§ Problem: All of the data should be output character for character, except the pictures.

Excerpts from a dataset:
◆ ◆ ◆
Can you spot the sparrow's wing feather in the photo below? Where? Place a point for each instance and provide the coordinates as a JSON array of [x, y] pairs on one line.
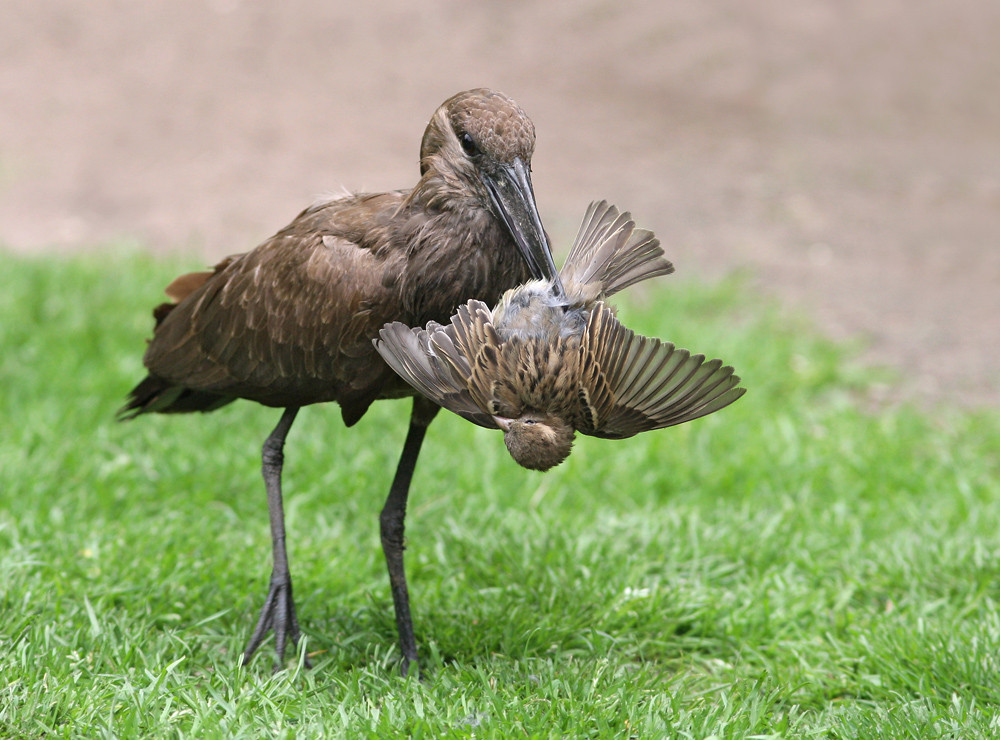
[[428, 360], [641, 383], [611, 253]]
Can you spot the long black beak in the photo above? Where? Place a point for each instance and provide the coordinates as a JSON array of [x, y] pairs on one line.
[[514, 203]]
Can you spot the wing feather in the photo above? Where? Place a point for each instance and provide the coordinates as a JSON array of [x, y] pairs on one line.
[[642, 383]]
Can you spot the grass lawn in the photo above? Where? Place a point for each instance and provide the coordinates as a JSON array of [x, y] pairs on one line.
[[793, 566]]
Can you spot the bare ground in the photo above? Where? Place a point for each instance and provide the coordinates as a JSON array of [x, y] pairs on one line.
[[846, 154]]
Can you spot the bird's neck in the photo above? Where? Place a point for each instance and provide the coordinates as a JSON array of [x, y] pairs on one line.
[[455, 251]]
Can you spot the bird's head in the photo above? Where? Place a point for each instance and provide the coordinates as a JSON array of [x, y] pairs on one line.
[[537, 441], [478, 146]]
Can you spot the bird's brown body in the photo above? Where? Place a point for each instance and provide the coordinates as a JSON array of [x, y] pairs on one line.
[[545, 363], [291, 322]]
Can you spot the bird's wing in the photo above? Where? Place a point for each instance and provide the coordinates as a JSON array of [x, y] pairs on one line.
[[611, 253], [429, 361], [631, 383], [291, 319]]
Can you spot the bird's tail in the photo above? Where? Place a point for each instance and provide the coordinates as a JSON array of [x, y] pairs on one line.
[[610, 251], [154, 394]]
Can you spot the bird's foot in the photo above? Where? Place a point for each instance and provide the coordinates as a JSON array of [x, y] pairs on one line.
[[278, 613]]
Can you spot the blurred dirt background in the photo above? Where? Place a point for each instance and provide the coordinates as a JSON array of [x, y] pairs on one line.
[[845, 154]]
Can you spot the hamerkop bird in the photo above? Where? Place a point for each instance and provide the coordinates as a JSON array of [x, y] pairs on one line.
[[291, 322], [548, 362]]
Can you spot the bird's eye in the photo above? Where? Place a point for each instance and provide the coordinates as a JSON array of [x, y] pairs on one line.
[[468, 145]]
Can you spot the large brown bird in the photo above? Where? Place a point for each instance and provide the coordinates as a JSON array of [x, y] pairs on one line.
[[550, 361], [291, 322]]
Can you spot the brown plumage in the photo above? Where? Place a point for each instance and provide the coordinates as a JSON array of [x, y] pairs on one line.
[[546, 363], [291, 322]]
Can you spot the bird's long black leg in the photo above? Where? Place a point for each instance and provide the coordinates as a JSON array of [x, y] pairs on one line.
[[278, 612], [392, 525]]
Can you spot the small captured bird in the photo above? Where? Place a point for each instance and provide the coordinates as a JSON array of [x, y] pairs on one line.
[[291, 322], [553, 360]]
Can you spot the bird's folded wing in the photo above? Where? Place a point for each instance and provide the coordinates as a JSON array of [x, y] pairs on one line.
[[428, 360], [636, 383]]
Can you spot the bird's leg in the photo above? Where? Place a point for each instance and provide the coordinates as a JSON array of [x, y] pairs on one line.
[[391, 521], [278, 612]]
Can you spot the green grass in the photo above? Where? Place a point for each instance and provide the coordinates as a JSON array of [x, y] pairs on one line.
◆ ◆ ◆
§ Output below:
Can you spot the sparrow's wing feather in the photo below? Where? Place a point for each instance and provide the coordinates as a JSON array of [x, y] pairs on one line.
[[428, 360], [641, 383], [611, 253]]
Can you spot the long black beak in the photo above? Where? Place a point for each instance and provide the coordinates as a JSON array of [x, y] pairs on one line.
[[514, 203]]
Can you spot the wing feather in the photo above? Where? Place a point for each instance and provide the coordinates as a JSON array of [x, y] pairs on one line.
[[642, 383]]
Can you spot the grass lawn in the photo above? Where? Place a point for each instance and provide the coordinates as a JSON array of [x, y] pairs on one line.
[[793, 566]]
Can you spot the bare ground in the photo above? Where? Place a point for each instance and provide the coordinates as a JSON array of [x, y] pairs on one line.
[[846, 154]]
Can you spot the bird's neck in the photo above? Where? Place a point for each instance and provide the coordinates as a JSON array of [x, y] pairs on one line.
[[455, 251]]
Can you spot the bird's head in the photo above? Where? Place a point for each instance and provide the coordinates as a JSON array of [x, y] pairs on one line.
[[537, 441], [478, 146]]
Can you spot the bird's brown body in the photo above? Where? Place a point for each instance and provide the coordinates as a JSON array of [x, y] pairs on one line.
[[545, 363], [291, 322]]
Can you spot the bird's wing in the photo above? Where? Place a point for each instance and provide the coordinates as a JSON array of [x, y] pairs on one line.
[[611, 253], [429, 361], [631, 383], [291, 319]]
Can you spot the bird's tail in the photo above? Where? Place a point for each instance and provide the coordinates as a JSON array of [x, y] pairs on one line.
[[610, 251], [154, 394]]
Can you spot the bird's foot in the photo above? Where? Place a point for each instance and provide the coordinates as a JSON array of [x, y] pairs on one line.
[[278, 613]]
Can you spot the blurred dirt background in the photo above? Where? Place a point for each instance and provide the coordinates as a JSON array of [x, y] pairs on one line.
[[845, 154]]
Can you spot the hamerkop bird in the photo above? Where? Place a point for each instance and provide the coordinates as a JSON array of [x, y] pairs on one line.
[[291, 322], [548, 362]]
Can you spot the bird's eye in the photo above? Where? Place a point for each instance and provide the coordinates as a JSON array of [x, y] pairs on one line.
[[468, 145]]
Can you spot the large brown bird in the photo above? Where? Place a point for each instance and provide the coordinates as a JSON array of [x, y] pairs on one line.
[[550, 361], [291, 322]]
Can you spot the brown plumage in the photo above? Where? Place a point for each instance and provide the coordinates as a JSON array of [x, y] pairs on one line.
[[546, 363], [291, 322]]
Can you spot the bird's long black leg in the photo above? Where? Place a point for each instance and provide the coordinates as a JSON array of [x, y] pairs on one line.
[[278, 612], [392, 525]]
Can you spot the small captured bird in the photo above? Where? Place a point for each instance and provide the coordinates as a JSON array of [x, y] pairs on one line.
[[291, 322], [553, 360]]
Can you spot the bird's folded wing in the photo above? Where? Place a point for each instance and provide the coordinates as a JSON array of [x, y] pairs on one line.
[[428, 360], [636, 383]]
Can you spot the bird's leg in the photo above? Where? Place a point for each instance and provide the coordinates as a JSON array of [x, y] pairs on one line.
[[391, 521], [278, 612]]
Can you spot the green grass in the photo above? Where? Place a point for each instance and provide the coordinates as a JSON array of [x, y] pairs on one line.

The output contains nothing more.